■ **Excerpts from point annotation data**
────────────────
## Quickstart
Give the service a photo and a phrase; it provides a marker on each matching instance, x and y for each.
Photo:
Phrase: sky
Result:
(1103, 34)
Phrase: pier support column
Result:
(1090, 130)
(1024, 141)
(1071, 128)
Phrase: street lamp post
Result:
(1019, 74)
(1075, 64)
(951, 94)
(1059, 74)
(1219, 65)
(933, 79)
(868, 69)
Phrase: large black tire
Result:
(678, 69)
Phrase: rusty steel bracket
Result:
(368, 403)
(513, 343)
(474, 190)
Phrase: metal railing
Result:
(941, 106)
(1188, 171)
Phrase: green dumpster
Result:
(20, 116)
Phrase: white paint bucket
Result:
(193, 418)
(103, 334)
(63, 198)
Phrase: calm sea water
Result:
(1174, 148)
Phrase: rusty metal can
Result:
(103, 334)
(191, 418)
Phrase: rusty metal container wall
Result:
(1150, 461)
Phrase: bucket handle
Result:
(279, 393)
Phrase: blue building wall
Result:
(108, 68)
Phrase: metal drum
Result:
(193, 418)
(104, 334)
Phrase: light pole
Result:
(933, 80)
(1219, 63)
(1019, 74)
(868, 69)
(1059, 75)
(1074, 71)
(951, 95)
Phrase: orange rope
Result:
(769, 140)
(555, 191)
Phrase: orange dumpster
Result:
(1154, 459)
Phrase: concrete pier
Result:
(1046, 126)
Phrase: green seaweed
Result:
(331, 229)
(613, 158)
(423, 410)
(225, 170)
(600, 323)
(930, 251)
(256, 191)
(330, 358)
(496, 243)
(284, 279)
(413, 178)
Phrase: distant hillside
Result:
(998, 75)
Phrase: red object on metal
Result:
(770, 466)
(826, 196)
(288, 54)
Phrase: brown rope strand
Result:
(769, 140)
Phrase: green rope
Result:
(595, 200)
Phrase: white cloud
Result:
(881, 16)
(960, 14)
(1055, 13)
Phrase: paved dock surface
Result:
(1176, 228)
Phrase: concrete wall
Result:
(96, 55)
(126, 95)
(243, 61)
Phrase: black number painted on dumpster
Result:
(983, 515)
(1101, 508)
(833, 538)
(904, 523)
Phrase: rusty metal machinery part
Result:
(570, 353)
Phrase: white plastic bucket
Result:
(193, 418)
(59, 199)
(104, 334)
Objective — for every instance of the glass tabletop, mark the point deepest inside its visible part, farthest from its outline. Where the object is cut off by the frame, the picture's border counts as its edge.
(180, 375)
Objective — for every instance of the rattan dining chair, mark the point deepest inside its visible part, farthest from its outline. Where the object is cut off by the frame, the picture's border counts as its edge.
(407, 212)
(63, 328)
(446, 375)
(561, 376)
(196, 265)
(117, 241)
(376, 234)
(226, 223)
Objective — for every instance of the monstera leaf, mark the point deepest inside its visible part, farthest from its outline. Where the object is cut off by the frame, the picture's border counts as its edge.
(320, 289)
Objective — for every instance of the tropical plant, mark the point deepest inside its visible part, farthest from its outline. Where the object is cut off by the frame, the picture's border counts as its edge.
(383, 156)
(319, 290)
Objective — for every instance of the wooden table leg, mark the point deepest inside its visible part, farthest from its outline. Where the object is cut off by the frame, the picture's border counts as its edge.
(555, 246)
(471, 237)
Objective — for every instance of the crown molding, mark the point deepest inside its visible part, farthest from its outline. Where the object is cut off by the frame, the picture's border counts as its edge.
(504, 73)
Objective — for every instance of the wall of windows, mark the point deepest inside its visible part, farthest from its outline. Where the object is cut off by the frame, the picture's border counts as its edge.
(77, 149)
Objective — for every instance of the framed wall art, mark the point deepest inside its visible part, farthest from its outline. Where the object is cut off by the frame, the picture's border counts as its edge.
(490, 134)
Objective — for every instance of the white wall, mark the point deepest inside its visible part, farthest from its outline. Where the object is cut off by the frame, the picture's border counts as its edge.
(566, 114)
────────────────
■ **Work to be completed**
Retype these rows word for word.

■ **Response to this exercise**
## Quickstart
Give the service a photo and a phrase; it provides a marker on each matching instance, x and y for each.
Photo:
Phrase: sky
Result:
(1103, 34)
Phrase: pier support column
Result:
(1090, 130)
(1024, 141)
(1071, 128)
Phrase: street lamp post
Result:
(1019, 74)
(1075, 64)
(951, 94)
(1059, 74)
(1219, 65)
(933, 79)
(868, 69)
Phrase: large black tire
Result:
(678, 69)
Phrase: rusty steel bracket
Result:
(368, 403)
(513, 343)
(474, 190)
Phrase: metal railing
Result:
(941, 106)
(1188, 171)
Phrase: green dumpster
Result:
(20, 116)
Phrase: white paint bucket
Result:
(193, 418)
(103, 334)
(63, 198)
Phrase: calm sea water
Result:
(1174, 148)
Phrase: rusty metal can
Result:
(103, 334)
(191, 418)
Phrase: rusty metal container wall
Result:
(1150, 461)
Phrase: bucket handle
Result:
(279, 393)
Phrase: blue building wall
Result:
(108, 68)
Phrase: metal drum
Result:
(193, 418)
(104, 334)
Phrase: light pole
Result:
(933, 80)
(1219, 63)
(1019, 74)
(868, 69)
(1059, 75)
(1074, 71)
(951, 95)
Phrase: orange rope
Result:
(769, 140)
(555, 191)
Phrase: orange dumpster
Result:
(1154, 459)
Phrase: concrete pier
Result:
(1046, 126)
Phrase: green seaweed
Result:
(331, 229)
(613, 158)
(423, 410)
(225, 170)
(600, 323)
(930, 251)
(256, 191)
(330, 358)
(496, 243)
(284, 279)
(413, 178)
Phrase: distant hillside
Result:
(998, 75)
Phrase: red object on metal
Result:
(770, 466)
(826, 196)
(288, 54)
Phrase: brown rope strand
Result:
(769, 140)
Phrase: green rope
Result:
(595, 200)
Phrase: white cloud
Result:
(881, 16)
(960, 14)
(1055, 13)
Phrase: paved dock surface
Result:
(1176, 228)
Phrase: concrete wall
Result:
(96, 55)
(126, 95)
(243, 61)
Phrase: black number painted on dumpster
Result:
(983, 515)
(1101, 508)
(833, 538)
(904, 523)
Phrase: rusty metal machinery part
Result:
(570, 353)
Phrase: white plastic bucket
Result:
(193, 418)
(59, 199)
(104, 334)
Objective — for every instance of the glass tabletop, mark the point deepest inside its visible part, farthest from its outline. Where the object is cut off by the frame, the picture's border counts as its edge.
(180, 375)
Objective — for every instance of the rattan dining chair, mark the point deepest inside its visible part, farthest from its outline. Where the object is cut off by the frame, the picture's border counts as its edge.
(407, 212)
(63, 328)
(446, 375)
(561, 376)
(196, 265)
(117, 241)
(376, 234)
(226, 223)
Objective — for every instance of the monstera leaf, mark the point deepest inside its visible part, farthest from its outline. Where the object is cut off by the frame, the picture's border counts as its edge.
(320, 289)
Objective — for every instance of the tropical plant, mark the point deepest inside its visible part, farthest from its outline. Where the object is cut off by the frame, the picture's border counts as its edge.
(383, 156)
(319, 290)
Objective — for every instance of the wooden table leg, mark the point deepest inside its visible part, farthest from its outline. Where the object is cut off by the frame, the picture's border counts as its edge.
(555, 246)
(471, 237)
Objective — for every instance of the crown molding, mark the point deepest inside its visible part, farthest from its outline. Where the object is cut off by the frame, the picture's border counts as its edge.
(504, 73)
Objective — for every instance of the wall of windows, mark the point deepest inside its visible part, farthest from its outline. Where the object is cut off by the frame, the picture's border counts as its edge.
(77, 149)
Objective — for every instance of the framed wall art, mark the point deepest inside its visible part, farthest from its outline. Where the object is cut off by the frame, the picture's border counts as its edge.
(490, 134)
Objective — for every instance of the white wall, mark the point deepest inside its visible part, farthest from its outline. Where the object is cut off by the frame, the picture's border counts as its edge.
(566, 114)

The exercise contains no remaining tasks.